## Begin Record list

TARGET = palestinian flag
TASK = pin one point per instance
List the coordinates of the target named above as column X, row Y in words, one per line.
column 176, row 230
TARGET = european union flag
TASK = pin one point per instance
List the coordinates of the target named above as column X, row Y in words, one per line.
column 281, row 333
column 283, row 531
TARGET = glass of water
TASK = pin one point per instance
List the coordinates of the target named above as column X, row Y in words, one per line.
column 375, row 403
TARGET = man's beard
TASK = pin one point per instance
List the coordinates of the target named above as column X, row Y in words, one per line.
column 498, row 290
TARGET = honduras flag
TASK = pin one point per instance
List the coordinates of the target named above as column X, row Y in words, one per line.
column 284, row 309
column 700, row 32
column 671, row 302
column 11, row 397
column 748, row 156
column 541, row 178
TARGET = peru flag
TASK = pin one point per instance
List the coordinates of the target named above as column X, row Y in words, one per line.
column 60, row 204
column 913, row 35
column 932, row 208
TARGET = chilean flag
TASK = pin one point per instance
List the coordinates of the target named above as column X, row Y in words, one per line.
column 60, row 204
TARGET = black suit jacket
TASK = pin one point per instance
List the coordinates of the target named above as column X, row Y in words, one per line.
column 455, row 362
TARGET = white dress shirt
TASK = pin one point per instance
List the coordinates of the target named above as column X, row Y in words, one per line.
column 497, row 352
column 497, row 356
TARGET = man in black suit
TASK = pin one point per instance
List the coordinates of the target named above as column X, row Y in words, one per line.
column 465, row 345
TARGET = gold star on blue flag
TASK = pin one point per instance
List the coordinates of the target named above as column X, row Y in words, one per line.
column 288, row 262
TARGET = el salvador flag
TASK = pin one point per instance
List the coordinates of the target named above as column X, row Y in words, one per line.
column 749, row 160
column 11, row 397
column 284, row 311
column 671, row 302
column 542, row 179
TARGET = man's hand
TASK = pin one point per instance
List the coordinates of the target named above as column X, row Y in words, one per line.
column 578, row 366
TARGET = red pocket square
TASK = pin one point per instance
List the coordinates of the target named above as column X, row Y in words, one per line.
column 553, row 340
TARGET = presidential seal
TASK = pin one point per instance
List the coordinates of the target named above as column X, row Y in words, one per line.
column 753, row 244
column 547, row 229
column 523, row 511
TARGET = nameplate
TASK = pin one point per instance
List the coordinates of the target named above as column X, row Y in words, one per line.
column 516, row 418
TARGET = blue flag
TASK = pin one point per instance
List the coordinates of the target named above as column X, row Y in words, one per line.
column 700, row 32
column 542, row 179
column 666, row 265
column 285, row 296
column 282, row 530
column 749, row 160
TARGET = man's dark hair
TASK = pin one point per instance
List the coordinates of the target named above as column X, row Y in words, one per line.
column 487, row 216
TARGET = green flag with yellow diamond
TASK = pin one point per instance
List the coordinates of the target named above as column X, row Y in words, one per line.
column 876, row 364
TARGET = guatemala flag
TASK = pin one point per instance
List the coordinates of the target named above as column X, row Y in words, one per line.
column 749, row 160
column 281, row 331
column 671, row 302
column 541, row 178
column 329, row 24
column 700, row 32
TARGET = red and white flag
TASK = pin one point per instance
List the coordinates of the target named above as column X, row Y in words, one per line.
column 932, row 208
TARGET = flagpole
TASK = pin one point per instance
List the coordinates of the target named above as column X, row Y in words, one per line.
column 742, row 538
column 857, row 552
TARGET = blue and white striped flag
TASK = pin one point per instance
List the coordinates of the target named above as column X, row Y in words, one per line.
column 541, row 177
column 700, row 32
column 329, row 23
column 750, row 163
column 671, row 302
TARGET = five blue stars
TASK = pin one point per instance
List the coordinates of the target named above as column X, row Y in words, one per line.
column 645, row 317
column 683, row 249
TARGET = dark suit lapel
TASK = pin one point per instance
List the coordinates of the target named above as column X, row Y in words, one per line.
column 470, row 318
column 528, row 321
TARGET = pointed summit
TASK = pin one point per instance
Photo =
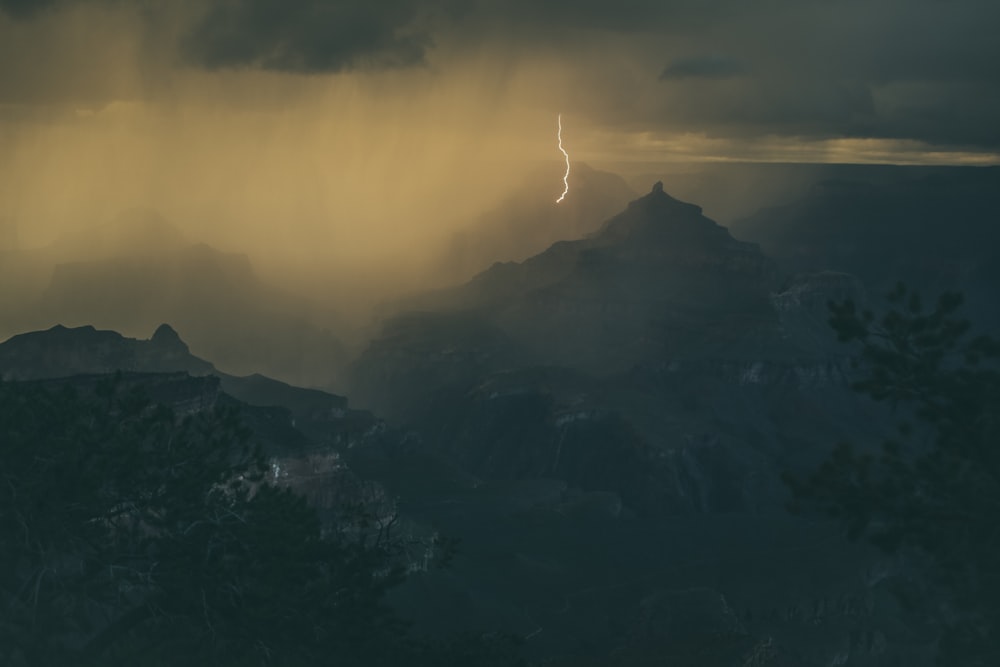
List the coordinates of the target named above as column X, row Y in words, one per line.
column 167, row 339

## End Record list

| The problem |
Convert every line of the material above into a Markdown table with the columns "Row" and "Material line," numbering the rows in order and skipping blank lines. Omit the pictures.

| Finished exercise |
| Row | Material line |
|---|---|
| 1 | TARGET = palestinian flag |
| 2 | TASK = pin one point per instance |
| 3 | List the coordinates of the target named above as column X, row Y in words, one per line. |
| 4 | column 176, row 230 |
| 5 | TARGET = european union flag |
| 6 | TASK = pin one point per instance |
| 7 | List the coordinates of the target named above as column X, row Y in words, one per line. |
| 8 | column 281, row 333 |
| 9 | column 283, row 531 |
| 10 | TARGET = glass of water |
| 11 | TASK = pin one point per instance |
| 12 | List the coordinates of the target named above as column X, row Y in words, one per line. |
| 13 | column 375, row 403 |
| 14 | TARGET = man's beard |
| 15 | TASK = pin one point per instance |
| 16 | List the coordinates of the target named above as column X, row Y in words, one per line. |
| 17 | column 498, row 290 |
| 18 | TARGET = honduras flag |
| 19 | TASK = pin one point per instance |
| 20 | List the coordinates of the target named above as column X, row Y in words, one per line. |
| 21 | column 284, row 309 |
| 22 | column 700, row 32 |
| 23 | column 671, row 302 |
| 24 | column 11, row 397 |
| 25 | column 748, row 156 |
| 26 | column 541, row 178 |
| 27 | TARGET = peru flag |
| 28 | TASK = pin one point per instance |
| 29 | List the coordinates of the target named above as column X, row Y in words, one per line. |
| 30 | column 60, row 204 |
| 31 | column 913, row 35 |
| 32 | column 932, row 208 |
| 33 | TARGET = chilean flag |
| 34 | TASK = pin one point per instance |
| 35 | List the coordinates of the target named above as column X, row Y in words, one per line. |
| 36 | column 60, row 204 |
| 37 | TARGET = black suit jacket |
| 38 | TASK = pin one point per instance |
| 39 | List the coordinates of the target named above as column X, row Y in words, one per line. |
| 40 | column 455, row 362 |
| 41 | TARGET = white dress shirt |
| 42 | TASK = pin one point per instance |
| 43 | List the coordinates of the target named above as column X, row Y in words, one per line. |
| 44 | column 497, row 352 |
| 45 | column 497, row 356 |
| 46 | TARGET = man in black suit |
| 47 | TASK = pin one point per instance |
| 48 | List the coordinates of the target named above as column X, row Y in words, one per line. |
| 49 | column 465, row 345 |
| 50 | TARGET = gold star on blue flag |
| 51 | TASK = pin one point per instance |
| 52 | List the coordinates of the target named above as column X, row Y in words, one per line. |
| 53 | column 288, row 262 |
| 54 | TARGET = el salvador flag |
| 55 | TASK = pin one point per instance |
| 56 | List the coordinates of the target named above as column X, row Y in words, one per line. |
| 57 | column 749, row 160 |
| 58 | column 11, row 397 |
| 59 | column 284, row 311 |
| 60 | column 671, row 302 |
| 61 | column 542, row 179 |
| 62 | TARGET = man's hand |
| 63 | TASK = pin one point per instance |
| 64 | List the coordinates of the target named above as column X, row Y in words, one per line. |
| 65 | column 578, row 366 |
| 66 | TARGET = red pocket square |
| 67 | TASK = pin one point per instance |
| 68 | List the coordinates of the target named above as column X, row Y in words, one per line. |
| 69 | column 553, row 340 |
| 70 | TARGET = presidential seal |
| 71 | TASK = pin one point per instance |
| 72 | List the coordinates of the target named above as column X, row Y in words, one per line. |
| 73 | column 753, row 244 |
| 74 | column 547, row 229 |
| 75 | column 523, row 511 |
| 76 | TARGET = nameplate |
| 77 | TASK = pin one point per instance |
| 78 | List the coordinates of the target named above as column X, row Y in words, one per line. |
| 79 | column 516, row 418 |
| 80 | TARGET = blue flag |
| 81 | TASK = pin one point per instance |
| 82 | List the coordinates of the target named above as column X, row Y in words, one per line. |
| 83 | column 700, row 32 |
| 84 | column 542, row 179 |
| 85 | column 666, row 265 |
| 86 | column 285, row 296 |
| 87 | column 282, row 530 |
| 88 | column 749, row 160 |
| 89 | TARGET = man's dark hair |
| 90 | TASK = pin one point per instance |
| 91 | List the coordinates of the target named above as column X, row Y in words, one per line. |
| 92 | column 487, row 216 |
| 93 | TARGET = green flag with yellow diamond |
| 94 | TASK = pin one point per instance |
| 95 | List the coordinates of the target named above as column X, row Y in words, one per line. |
| 96 | column 876, row 364 |
| 97 | TARGET = guatemala flag |
| 98 | TASK = pin one point per instance |
| 99 | List the coordinates of the target named above as column X, row Y in words, one per line. |
| 100 | column 749, row 160 |
| 101 | column 281, row 331 |
| 102 | column 671, row 302 |
| 103 | column 541, row 178 |
| 104 | column 329, row 24 |
| 105 | column 700, row 32 |
| 106 | TARGET = red and white flag |
| 107 | TASK = pin one point per instance |
| 108 | List the coordinates of the target named above as column X, row Y in words, one per line. |
| 109 | column 932, row 208 |
| 110 | TARGET = flagpole |
| 111 | TASK = pin one point per instance |
| 112 | List the coordinates of the target named above as column X, row Y in words, one per line. |
| 113 | column 742, row 538 |
| 114 | column 857, row 552 |
| 115 | TARGET = blue and white striped flag |
| 116 | TASK = pin one point per instance |
| 117 | List the coordinates of the target named above as column X, row Y in words, one per line. |
| 118 | column 541, row 177 |
| 119 | column 700, row 32 |
| 120 | column 329, row 23 |
| 121 | column 750, row 163 |
| 122 | column 671, row 302 |
| 123 | TARGET = five blue stars |
| 124 | TASK = pin one point per instance |
| 125 | List the coordinates of the target named above as column X, row Y in words, one per line. |
| 126 | column 645, row 317 |
| 127 | column 683, row 249 |
| 128 | TARGET = dark suit lapel |
| 129 | TASK = pin one point per instance |
| 130 | List the coordinates of the target named above as column X, row Y in words, one per line. |
| 131 | column 470, row 318 |
| 132 | column 528, row 321 |
| 133 | TARGET = pointed summit |
| 134 | TASK = pin one point per instance |
| 135 | Photo = |
| 136 | List the coordinates of the target named above as column X, row Y in words, one per line. |
| 137 | column 167, row 339 |